Free-text object descriptions
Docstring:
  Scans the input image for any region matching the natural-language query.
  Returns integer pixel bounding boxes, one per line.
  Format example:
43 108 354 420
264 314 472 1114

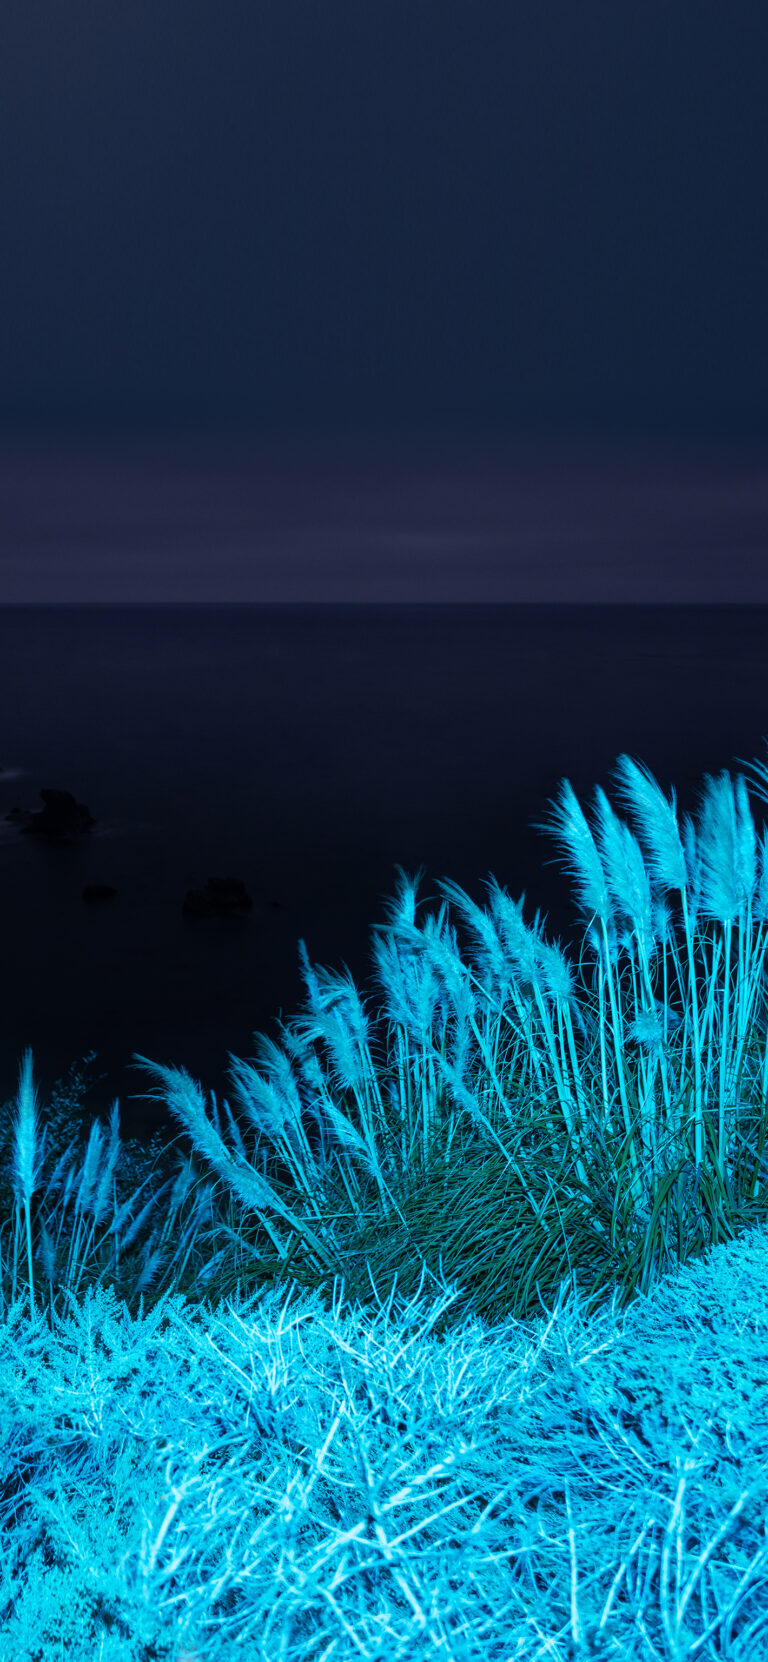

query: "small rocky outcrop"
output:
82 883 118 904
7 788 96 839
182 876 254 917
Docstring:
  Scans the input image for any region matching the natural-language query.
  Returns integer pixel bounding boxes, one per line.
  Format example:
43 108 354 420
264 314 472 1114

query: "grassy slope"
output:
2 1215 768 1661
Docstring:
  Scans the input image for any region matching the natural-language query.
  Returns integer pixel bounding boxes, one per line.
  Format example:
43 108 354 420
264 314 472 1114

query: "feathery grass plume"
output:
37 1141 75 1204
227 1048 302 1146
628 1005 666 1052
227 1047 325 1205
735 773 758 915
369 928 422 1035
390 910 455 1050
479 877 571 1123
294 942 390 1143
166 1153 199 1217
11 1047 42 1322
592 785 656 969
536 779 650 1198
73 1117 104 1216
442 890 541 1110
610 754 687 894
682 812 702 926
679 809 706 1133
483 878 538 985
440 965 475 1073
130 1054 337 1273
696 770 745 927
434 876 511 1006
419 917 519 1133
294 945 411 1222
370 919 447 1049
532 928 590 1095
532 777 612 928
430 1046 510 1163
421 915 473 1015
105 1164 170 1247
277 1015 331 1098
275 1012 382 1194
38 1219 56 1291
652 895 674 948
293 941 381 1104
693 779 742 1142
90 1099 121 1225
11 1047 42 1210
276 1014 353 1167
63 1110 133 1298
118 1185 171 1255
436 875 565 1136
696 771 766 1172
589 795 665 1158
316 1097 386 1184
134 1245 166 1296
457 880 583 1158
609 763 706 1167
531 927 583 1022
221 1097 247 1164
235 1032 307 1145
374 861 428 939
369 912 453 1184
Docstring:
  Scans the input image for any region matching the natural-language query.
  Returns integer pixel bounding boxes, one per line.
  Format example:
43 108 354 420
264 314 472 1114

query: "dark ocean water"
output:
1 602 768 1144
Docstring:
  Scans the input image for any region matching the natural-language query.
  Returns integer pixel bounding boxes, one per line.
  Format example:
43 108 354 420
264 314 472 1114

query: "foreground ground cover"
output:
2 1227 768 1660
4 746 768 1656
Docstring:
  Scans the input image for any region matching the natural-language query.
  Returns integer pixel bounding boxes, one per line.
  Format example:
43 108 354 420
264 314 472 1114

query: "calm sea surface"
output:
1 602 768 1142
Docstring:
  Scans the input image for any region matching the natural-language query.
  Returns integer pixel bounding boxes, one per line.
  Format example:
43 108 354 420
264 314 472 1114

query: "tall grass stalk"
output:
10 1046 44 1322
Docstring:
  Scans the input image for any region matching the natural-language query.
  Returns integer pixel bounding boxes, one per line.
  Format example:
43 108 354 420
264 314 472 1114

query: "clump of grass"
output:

_Assignment:_
Pictures stay out; the data above is to be returned exactly.

_Answer space:_
Docstring:
  Scans the input image for any region matching the natural-language query.
  Returns integer pixel bounding boxes, one per line.
  Format example:
43 108 354 420
264 314 472 1114


query: "small rocky outcrop"
output:
82 883 118 904
7 788 96 839
182 876 254 917
Docstring:
  Scans the input image for any region matching the natural-language query.
  Returns integer pixel bounding boxes, one per line.
  Format example:
43 108 354 420
264 314 472 1114

query: "grassy slope"
output:
2 1215 768 1661
Docstring:
  Scans the input image for any region matching the natural-language query.
  Returns integer pixel bounding boxes, one per line.
  Format example:
43 108 354 420
264 314 472 1114

query: "feathery grass plume"
output:
37 1141 75 1204
227 1048 302 1146
628 1005 666 1052
227 1047 325 1205
735 773 758 915
369 928 422 1035
390 910 455 1050
479 877 571 1123
294 942 390 1143
166 1153 199 1217
11 1047 42 1322
592 785 656 969
536 779 650 1198
73 1117 104 1216
442 890 541 1110
610 754 687 894
682 812 702 926
679 809 706 1133
483 878 538 985
440 965 475 1073
130 1054 337 1273
696 770 745 927
434 876 511 1006
419 917 519 1133
294 945 411 1222
370 919 447 1049
532 928 590 1095
532 777 612 928
430 1046 510 1163
421 915 473 1015
105 1164 170 1247
277 1015 331 1098
275 1012 382 1194
38 1219 56 1291
652 895 674 948
293 941 381 1104
693 779 742 1142
90 1099 121 1225
11 1047 42 1210
276 1014 353 1167
63 1110 133 1298
118 1185 171 1255
436 875 565 1136
696 771 766 1172
589 795 665 1158
316 1097 386 1184
134 1245 166 1296
457 880 583 1158
609 763 706 1167
531 927 583 1022
221 1097 247 1164
235 1032 307 1145
374 861 428 939
369 912 453 1184
Docstring:
  Scans the input image for any region matching the natural-language query.
  Returns integer pixel bounding boxes, one per line.
  Format example:
43 108 354 420
264 314 472 1114

query: "dark ocean water"
output:
1 602 768 1144
Docstring:
  Scans the input image for any region matching the natural-language query.
  Returns integer pixel bounding boxes, one per line.
  Format example:
43 108 354 420
264 314 472 1114

query: "foreground ground cover"
output:
2 1227 768 1660
4 746 768 1656
Docstring:
  Scans the input image for any region matching the natural-language query.
  Returns integer pixel bounding boxes, one per line.
  Format example:
43 108 354 420
264 314 472 1114

query: "calm sea surface"
output:
1 602 768 1142
Docstring:
  Scans the input image for any region matching the natural-language query.
  Returns integer pixel bounding boxes, one per line.
  Format example:
43 108 354 420
264 314 472 1114

query: "tall grass stalk"
output:
10 1046 44 1322
Docstring:
  Scans the input image for any region matching the natural-language query.
  Returns integer pixel bounding boxes, one per line.
  Format example:
43 108 354 420
264 314 472 1114

query: "clump of grass"
output:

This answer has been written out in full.